EXERCISE DIRECTIONS: Copy the listing from the line holding "# test: for every instance of the beach" through the end of the listing, inclusive, substituting "hut" for "cabana" and leaving everything else unchanged.

DATA RECORDS:
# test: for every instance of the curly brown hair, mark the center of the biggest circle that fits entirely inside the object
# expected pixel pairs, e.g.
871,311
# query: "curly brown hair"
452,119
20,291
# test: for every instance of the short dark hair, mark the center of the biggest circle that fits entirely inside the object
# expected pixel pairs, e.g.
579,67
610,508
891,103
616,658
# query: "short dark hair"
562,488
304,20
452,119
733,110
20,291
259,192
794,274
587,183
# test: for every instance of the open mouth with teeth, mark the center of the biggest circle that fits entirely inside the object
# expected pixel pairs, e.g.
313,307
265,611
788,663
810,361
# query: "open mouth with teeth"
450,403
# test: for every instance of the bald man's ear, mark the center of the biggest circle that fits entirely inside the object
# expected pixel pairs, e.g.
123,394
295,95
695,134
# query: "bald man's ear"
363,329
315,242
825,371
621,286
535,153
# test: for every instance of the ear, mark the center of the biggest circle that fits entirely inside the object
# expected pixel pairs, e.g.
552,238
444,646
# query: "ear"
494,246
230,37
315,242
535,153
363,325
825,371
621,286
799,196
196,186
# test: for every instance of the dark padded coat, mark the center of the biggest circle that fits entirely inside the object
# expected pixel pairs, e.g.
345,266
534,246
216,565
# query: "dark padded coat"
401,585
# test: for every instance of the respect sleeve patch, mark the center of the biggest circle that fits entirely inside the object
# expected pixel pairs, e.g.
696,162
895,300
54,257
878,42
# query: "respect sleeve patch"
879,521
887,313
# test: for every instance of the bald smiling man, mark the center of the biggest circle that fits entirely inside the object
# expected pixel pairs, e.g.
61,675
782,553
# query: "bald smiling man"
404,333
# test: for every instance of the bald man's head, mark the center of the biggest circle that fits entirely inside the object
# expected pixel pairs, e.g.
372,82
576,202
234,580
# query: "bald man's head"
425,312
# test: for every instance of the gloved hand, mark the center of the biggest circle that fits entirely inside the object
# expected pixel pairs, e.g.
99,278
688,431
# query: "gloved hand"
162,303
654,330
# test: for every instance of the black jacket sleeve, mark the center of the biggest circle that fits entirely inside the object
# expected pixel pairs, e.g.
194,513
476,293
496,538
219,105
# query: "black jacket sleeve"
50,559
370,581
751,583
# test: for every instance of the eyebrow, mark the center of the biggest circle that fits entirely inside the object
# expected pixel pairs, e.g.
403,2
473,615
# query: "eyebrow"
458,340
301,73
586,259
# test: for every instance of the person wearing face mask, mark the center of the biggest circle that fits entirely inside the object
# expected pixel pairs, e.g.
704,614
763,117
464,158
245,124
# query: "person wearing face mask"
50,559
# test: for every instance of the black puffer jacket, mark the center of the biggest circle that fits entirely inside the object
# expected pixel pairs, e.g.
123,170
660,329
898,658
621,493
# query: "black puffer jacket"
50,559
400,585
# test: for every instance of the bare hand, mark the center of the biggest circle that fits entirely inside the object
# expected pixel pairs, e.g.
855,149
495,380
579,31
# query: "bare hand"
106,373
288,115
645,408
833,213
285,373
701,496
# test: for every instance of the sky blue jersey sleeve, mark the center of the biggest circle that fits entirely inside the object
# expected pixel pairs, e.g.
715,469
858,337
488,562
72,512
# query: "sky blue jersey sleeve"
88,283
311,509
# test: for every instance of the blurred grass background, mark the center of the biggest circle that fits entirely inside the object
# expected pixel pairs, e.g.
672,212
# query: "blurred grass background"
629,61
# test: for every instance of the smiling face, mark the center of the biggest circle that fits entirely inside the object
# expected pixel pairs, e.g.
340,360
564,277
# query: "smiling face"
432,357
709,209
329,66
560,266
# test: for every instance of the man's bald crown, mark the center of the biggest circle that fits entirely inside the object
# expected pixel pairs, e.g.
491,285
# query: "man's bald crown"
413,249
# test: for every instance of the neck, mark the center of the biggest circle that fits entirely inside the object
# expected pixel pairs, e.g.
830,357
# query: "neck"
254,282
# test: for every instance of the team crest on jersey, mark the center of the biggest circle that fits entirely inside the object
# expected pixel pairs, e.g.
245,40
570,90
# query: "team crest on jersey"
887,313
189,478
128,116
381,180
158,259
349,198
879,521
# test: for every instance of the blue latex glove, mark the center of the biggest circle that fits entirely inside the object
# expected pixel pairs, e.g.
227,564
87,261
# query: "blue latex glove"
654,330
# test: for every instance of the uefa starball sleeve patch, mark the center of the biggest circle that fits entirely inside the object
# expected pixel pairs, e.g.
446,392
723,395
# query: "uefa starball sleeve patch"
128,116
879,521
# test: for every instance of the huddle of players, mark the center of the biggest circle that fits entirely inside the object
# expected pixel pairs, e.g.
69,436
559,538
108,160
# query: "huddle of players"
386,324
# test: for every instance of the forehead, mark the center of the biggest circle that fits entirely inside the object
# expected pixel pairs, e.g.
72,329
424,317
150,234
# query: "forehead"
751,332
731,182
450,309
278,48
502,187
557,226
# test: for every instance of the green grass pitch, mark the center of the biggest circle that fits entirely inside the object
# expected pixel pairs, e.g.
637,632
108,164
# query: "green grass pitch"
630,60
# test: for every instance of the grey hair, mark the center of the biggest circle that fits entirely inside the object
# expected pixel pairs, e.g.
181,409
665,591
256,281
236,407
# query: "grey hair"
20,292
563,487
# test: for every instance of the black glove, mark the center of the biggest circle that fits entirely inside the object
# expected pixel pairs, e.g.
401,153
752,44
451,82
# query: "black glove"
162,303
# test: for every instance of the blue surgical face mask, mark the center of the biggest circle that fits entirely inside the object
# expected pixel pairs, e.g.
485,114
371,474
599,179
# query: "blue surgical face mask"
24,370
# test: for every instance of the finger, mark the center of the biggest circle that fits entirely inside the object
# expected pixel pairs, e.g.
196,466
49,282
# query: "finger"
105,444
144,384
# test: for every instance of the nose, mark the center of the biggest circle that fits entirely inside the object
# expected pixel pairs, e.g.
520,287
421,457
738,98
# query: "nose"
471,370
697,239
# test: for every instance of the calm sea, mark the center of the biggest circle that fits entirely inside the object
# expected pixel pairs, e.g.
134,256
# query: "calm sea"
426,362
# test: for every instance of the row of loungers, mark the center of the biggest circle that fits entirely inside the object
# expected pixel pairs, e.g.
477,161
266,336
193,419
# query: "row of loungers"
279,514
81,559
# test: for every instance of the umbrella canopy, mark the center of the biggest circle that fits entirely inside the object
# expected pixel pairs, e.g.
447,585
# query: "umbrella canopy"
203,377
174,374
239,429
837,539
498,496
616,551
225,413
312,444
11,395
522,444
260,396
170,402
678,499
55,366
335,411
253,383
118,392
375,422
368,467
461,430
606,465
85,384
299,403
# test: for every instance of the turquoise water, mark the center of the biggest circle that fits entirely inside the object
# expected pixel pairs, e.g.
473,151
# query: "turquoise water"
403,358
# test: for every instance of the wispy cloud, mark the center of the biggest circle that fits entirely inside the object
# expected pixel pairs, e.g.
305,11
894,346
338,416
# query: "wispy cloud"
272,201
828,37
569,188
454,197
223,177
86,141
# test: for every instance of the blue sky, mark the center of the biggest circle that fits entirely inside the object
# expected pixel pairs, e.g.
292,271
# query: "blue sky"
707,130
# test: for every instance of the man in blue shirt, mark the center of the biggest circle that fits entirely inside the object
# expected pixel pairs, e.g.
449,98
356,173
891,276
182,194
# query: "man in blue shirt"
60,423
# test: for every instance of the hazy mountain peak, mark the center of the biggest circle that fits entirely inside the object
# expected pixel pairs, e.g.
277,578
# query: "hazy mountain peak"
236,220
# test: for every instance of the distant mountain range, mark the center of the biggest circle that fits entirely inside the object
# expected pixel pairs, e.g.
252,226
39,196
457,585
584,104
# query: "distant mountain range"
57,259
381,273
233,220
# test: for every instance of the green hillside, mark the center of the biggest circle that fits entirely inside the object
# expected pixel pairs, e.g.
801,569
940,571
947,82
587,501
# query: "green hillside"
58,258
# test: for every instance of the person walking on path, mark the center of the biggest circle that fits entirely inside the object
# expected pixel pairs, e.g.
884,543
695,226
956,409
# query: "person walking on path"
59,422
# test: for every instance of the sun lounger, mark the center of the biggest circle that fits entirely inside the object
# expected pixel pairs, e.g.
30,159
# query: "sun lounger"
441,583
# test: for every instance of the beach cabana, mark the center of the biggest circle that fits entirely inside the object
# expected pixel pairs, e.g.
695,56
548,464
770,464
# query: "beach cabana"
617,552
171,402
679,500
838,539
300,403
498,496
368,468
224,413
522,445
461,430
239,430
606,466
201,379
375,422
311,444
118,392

FULL OUTPUT:
# test: for every instance of the beach hut, mark the center of the biggest circle that fits entirely inside the object
# expected pixel pairs, e.g.
695,56
548,464
770,464
# query: "beach hut"
617,552
171,402
679,500
838,539
300,403
498,496
368,468
224,413
522,445
461,430
239,430
606,466
201,379
375,422
311,444
118,392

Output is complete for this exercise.